Work to be completed
Gather every line in the listing below that contains the string "fuel". The match is case-sensitive.

Data
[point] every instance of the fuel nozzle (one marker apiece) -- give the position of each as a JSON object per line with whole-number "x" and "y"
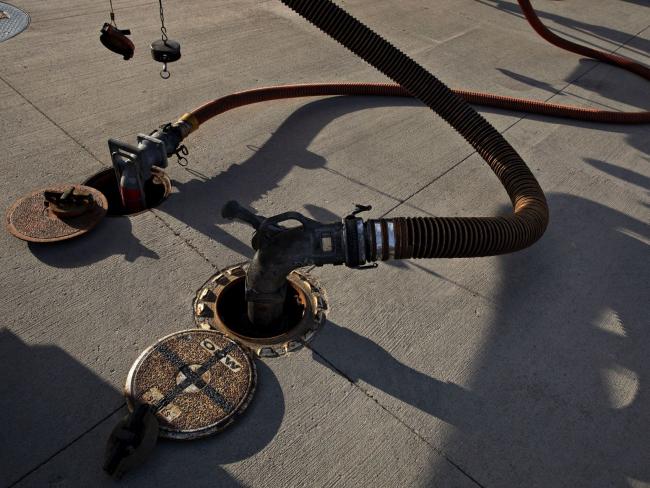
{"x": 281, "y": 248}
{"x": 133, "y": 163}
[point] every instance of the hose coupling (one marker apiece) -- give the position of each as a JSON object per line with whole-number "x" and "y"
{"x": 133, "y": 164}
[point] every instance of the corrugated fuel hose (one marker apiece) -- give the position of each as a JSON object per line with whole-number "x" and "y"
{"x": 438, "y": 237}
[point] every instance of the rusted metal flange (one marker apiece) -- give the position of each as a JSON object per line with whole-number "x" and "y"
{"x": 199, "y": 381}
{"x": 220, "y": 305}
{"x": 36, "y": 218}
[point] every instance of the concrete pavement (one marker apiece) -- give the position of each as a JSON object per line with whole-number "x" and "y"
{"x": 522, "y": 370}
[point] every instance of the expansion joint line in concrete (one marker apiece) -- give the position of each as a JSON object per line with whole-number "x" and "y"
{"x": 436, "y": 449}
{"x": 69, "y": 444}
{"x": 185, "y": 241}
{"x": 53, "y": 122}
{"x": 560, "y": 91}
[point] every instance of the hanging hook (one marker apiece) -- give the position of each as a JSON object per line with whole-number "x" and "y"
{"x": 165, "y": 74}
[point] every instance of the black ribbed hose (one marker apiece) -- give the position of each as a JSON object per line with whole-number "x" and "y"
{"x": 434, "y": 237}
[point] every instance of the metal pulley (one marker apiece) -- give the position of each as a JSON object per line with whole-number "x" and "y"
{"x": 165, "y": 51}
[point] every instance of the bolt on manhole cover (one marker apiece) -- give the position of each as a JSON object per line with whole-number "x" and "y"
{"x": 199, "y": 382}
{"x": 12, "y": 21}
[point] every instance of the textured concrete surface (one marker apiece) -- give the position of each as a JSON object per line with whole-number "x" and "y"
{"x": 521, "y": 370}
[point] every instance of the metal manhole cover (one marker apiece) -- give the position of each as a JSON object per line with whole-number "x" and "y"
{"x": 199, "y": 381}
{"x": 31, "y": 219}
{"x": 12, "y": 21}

...

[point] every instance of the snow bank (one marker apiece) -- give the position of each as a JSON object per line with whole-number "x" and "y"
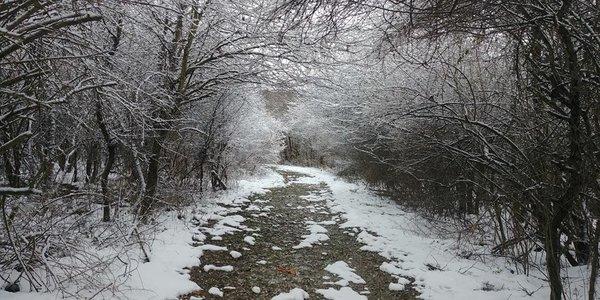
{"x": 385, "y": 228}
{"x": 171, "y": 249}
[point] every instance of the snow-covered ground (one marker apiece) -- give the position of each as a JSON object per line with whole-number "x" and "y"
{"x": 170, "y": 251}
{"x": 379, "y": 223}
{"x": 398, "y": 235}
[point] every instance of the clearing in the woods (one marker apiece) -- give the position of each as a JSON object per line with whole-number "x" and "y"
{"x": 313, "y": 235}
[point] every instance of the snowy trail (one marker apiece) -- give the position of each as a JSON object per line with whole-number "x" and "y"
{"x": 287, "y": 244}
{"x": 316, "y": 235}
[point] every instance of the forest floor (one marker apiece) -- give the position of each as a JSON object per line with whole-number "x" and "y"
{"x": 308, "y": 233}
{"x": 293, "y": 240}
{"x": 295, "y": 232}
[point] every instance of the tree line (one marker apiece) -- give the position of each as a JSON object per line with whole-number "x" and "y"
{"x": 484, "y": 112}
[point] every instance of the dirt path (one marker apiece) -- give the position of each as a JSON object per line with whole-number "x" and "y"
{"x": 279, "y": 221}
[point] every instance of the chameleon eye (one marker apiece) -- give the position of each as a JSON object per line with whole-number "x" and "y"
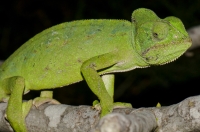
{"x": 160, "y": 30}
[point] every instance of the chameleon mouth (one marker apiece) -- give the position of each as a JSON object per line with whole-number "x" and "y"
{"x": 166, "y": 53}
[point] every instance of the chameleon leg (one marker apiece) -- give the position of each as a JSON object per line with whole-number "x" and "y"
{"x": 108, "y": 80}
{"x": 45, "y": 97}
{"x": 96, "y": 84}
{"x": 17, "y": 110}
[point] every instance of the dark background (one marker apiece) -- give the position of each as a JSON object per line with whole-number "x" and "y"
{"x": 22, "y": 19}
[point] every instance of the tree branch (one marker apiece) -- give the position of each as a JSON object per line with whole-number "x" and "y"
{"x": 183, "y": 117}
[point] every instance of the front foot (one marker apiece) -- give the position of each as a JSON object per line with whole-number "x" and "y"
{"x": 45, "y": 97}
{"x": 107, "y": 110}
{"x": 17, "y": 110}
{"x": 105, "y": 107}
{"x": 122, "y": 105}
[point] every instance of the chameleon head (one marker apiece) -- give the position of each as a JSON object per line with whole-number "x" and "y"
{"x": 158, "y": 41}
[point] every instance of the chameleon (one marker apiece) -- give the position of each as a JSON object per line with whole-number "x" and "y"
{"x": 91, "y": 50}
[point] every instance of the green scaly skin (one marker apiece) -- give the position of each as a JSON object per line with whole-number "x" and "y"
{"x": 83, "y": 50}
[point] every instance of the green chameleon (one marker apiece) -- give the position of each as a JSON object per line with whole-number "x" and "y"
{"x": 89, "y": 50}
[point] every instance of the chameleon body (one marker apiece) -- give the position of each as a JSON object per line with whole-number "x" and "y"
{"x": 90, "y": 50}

Result for this exercise
[point] every instance of the fuel nozzle (one marker apiece) -- give the position of each as a JSON object per line with whole-number "x" and "y"
[point] every instance of the corrugated fuel hose (one marker apiece) -- give the position of each as a JSON object per line with whole-number "x" and "y"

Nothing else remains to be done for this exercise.